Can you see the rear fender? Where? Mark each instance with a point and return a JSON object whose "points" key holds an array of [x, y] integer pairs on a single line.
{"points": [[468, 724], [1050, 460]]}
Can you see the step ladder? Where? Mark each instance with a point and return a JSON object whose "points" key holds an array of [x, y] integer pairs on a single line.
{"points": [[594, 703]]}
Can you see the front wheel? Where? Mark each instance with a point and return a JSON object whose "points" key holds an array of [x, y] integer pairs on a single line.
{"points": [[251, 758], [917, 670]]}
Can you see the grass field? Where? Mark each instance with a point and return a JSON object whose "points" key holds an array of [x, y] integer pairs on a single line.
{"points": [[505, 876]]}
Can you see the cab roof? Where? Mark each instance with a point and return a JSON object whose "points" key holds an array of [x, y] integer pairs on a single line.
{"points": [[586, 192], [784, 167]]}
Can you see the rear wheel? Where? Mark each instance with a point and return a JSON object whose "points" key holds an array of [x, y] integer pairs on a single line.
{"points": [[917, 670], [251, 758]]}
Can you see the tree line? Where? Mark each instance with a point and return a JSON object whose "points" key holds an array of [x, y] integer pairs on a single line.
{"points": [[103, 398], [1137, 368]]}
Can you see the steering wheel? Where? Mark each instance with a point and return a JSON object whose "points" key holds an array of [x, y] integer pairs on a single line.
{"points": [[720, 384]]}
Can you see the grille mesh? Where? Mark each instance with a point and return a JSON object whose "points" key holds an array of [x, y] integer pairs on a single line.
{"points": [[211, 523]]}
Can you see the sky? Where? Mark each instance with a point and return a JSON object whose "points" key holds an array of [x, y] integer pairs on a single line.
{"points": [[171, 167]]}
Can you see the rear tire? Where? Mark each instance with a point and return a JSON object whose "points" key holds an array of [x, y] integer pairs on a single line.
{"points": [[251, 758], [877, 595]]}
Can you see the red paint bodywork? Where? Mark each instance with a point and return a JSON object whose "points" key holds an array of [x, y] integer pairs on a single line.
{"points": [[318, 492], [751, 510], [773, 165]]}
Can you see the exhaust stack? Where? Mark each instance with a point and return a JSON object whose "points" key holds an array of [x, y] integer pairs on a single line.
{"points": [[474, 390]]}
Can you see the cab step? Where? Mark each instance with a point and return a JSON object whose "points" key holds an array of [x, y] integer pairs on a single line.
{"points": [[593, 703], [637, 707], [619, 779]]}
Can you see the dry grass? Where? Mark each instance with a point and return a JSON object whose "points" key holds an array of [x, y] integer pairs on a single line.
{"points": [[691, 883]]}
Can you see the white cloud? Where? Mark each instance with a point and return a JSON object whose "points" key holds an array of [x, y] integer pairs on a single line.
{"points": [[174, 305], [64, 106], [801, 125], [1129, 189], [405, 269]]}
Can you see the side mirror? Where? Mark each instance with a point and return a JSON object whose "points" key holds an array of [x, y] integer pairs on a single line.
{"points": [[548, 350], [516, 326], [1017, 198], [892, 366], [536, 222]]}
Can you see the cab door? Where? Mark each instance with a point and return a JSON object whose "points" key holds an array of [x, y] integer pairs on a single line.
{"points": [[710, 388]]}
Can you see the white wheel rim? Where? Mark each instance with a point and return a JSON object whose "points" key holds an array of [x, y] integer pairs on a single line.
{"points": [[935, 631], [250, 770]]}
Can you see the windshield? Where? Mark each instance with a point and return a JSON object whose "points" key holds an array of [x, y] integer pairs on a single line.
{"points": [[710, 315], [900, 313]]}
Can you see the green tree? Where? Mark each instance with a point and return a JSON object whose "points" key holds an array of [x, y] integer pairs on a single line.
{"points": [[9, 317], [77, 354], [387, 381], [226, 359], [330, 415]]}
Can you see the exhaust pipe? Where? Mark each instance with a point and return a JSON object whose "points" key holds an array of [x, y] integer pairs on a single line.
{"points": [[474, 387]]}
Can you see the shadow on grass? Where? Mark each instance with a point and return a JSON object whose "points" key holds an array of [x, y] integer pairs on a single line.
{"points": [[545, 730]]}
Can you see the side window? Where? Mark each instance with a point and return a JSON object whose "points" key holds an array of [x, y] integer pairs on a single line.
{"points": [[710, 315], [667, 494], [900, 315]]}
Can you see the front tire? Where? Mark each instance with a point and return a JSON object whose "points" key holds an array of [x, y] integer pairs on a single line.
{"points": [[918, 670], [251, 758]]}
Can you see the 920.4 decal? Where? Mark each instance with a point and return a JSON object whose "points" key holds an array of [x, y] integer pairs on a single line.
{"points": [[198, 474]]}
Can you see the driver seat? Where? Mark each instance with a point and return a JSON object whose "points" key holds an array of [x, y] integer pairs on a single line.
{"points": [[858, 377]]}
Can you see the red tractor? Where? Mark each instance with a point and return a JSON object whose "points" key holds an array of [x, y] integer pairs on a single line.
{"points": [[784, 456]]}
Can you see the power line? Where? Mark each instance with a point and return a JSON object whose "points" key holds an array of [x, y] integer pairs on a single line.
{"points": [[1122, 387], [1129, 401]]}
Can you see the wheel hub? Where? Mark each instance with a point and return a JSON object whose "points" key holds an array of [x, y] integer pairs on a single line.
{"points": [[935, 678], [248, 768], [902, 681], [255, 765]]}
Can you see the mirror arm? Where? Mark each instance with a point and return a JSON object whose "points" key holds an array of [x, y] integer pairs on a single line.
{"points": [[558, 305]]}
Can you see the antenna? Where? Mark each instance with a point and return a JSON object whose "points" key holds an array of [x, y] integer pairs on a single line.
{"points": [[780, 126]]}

## [Task brief]
Produce the material above again, word for word.

## [Response below]
Can you see the rear fender? Where? Mark each instance with a point and return a JSON object whose "points" key holds an array of [x, y] integer pairs on a single line.
{"points": [[468, 724], [1050, 460]]}
Can you see the step ladder? Where? Mark each instance with a point and return a JSON object whose "points" key holds an array of [x, y] integer pairs on a single line.
{"points": [[594, 703]]}
Can you see the front wheel? Where? Mark each instance with a point and return a JSON object whose "points" key holds an array of [x, y] integer pairs on a single line.
{"points": [[251, 758], [917, 670]]}
Can you see the grass field? Where? Mark each instance with a point and return a JSON object whose "points" key holds an array of [x, y] integer pairs on a single line.
{"points": [[505, 876]]}
Can you see the cab roof? Where? Mark each instance with a point and return a JSON object whose "points" key holds an array of [x, y] integer pairs on a single line.
{"points": [[586, 192], [784, 167]]}
Can you see the rear wheel? Where? Mark each instance with a point and return a JSON object whose "points" key holds an array of [x, y] integer pairs on a single line.
{"points": [[917, 670], [251, 758]]}
Can you see the tree line? Where? Mark each instance with a point and return a JSON object whose "points" key holds an array of [x, y] integer pairs on a single line.
{"points": [[103, 398], [1137, 368]]}
Can you see the steering wheel? Where? Mark each instance with a point and return a JSON object whose "points" key holds an array of [x, y] integer pairs on a single line.
{"points": [[720, 384]]}
Can you see the grille mesh? Where? Mark each instance with a point and return a JSON object whose "points" key holds an array of [x, y] integer pairs on a single line.
{"points": [[211, 523]]}
Can you see the sky? Where? Mark each instance with a point and return a JSON object whose "points" key holds an array of [x, y] integer pairs on a single line.
{"points": [[171, 167]]}
Can you see the rear tire? Where? Mark each instance with a point and return a JSON object whose "points" key holds an array of [x, y] integer pairs on a single line.
{"points": [[251, 758], [877, 595]]}
Can you see the red paint bodywork? Where? Mark each instance with a point and return a JSON object whose "points" key holds an array of [x, y] integer pairs on a single line.
{"points": [[318, 492], [751, 510], [773, 165]]}
Can you see the exhaust stack? Where? Mark each instance with a point and return a JSON object whose "points" key holds an array of [x, y] integer pairs on a single line.
{"points": [[474, 390]]}
Can you see the cab step? Where? Mark each instance with a point and return a JSON object whose "points" key holds an array of [x, y] integer pairs on a single line.
{"points": [[593, 703], [637, 707], [619, 779]]}
Can you see the dry grass? Where? Mark each instance with a point and return a JSON object whose "points" key holds an array of [x, y] integer pairs on a single line.
{"points": [[691, 883]]}
Can you see the white cloud? Where? Mark each instance with a point and return a JSON object whose "points" key holds an array of [x, y] integer pairs on a single line.
{"points": [[174, 305], [64, 106], [801, 125], [1129, 189], [405, 269]]}
Can you see the side mirror? Where? Mark each instance with a point and return a JSON object whose "points" key holds an array of [x, y] integer pairs on a single line.
{"points": [[548, 350], [516, 326], [1017, 198], [892, 366], [536, 222]]}
Can you see the cab door? Where? Mark each instance with a point and return a JSON object whose "points" key holds an array of [x, y] integer pairs on a single line.
{"points": [[710, 388]]}
Can you see the white wheel rim? Where? Mark each instance with a point and return a JSON object whose "points" key holds an array of [x, y] integer pairs on a single line.
{"points": [[935, 631], [250, 770]]}
Can you see the windshield? Where? Mark each instance with a point and return a JSON object whose "points" key holds an array of [x, y] integer pairs on a single line.
{"points": [[710, 315], [900, 313]]}
Can you see the green tree? Where? Mark each instance with a point and return a JSON object whose "points" key holds an array of [x, y] integer pairs on a single line.
{"points": [[9, 317], [77, 354], [387, 381], [226, 359], [330, 415]]}
Can you see the exhaust pipe? Where? Mark each instance with a point and return a JSON object whose "points" key holds an array of [x, y] integer pairs on a single line.
{"points": [[474, 387]]}
Can you see the shadow on grass? Where? Mark each instance with a point and return a JSON object whose "points" key holds an array of [x, y] integer pairs on a single line.
{"points": [[545, 730]]}
Can you see the side window? Where? Mark each instance with a point and return a JSON object whose "points" key holds an array of [x, y] integer pairs on a single line.
{"points": [[710, 315], [667, 494], [900, 315]]}
Can you see the front tire? Where? Mark each instance with a point and return a JSON object whose "points" key holds an array of [x, y] integer pairs on a single line.
{"points": [[918, 670], [251, 758]]}
Can you see the 920.4 decal? Where? Mark each instance with a point and return a JSON object whose "points" key holds an array of [x, y] integer pairs on a single line.
{"points": [[198, 474]]}
Can you see the driver seat? Where? Mark each instance with a point and return a JSON object whose "points" key holds an array of [x, y] integer pairs on a single line.
{"points": [[858, 377]]}
Can you see the red tractor? Where? Mark each instance with a point and return a JSON object whose "points" key holds an array of [x, y] integer pairs on a single line.
{"points": [[784, 456]]}
Can you see the power line? Where? Mark each instance with a point and return a JSON object whose "points" key holds an array of [x, y] integer pairs on a single line.
{"points": [[1122, 387], [1129, 401]]}
Can you see the wheel hub? Where? Mark each instance with a point and return a JSON object whose "points" key holds an array of [x, y] integer pairs on a single line.
{"points": [[935, 678], [248, 768], [902, 681], [255, 765]]}
Can you see the mirror arm? Where? Mark each instance with a point and return a JSON object whose "points" key holds an array of [x, y] integer pairs on a single line.
{"points": [[558, 305]]}
Can you see the antenna? Where? Mark each instance with a point and return a JSON object whose "points" key holds an array of [x, y] integer pairs on a single line.
{"points": [[780, 126]]}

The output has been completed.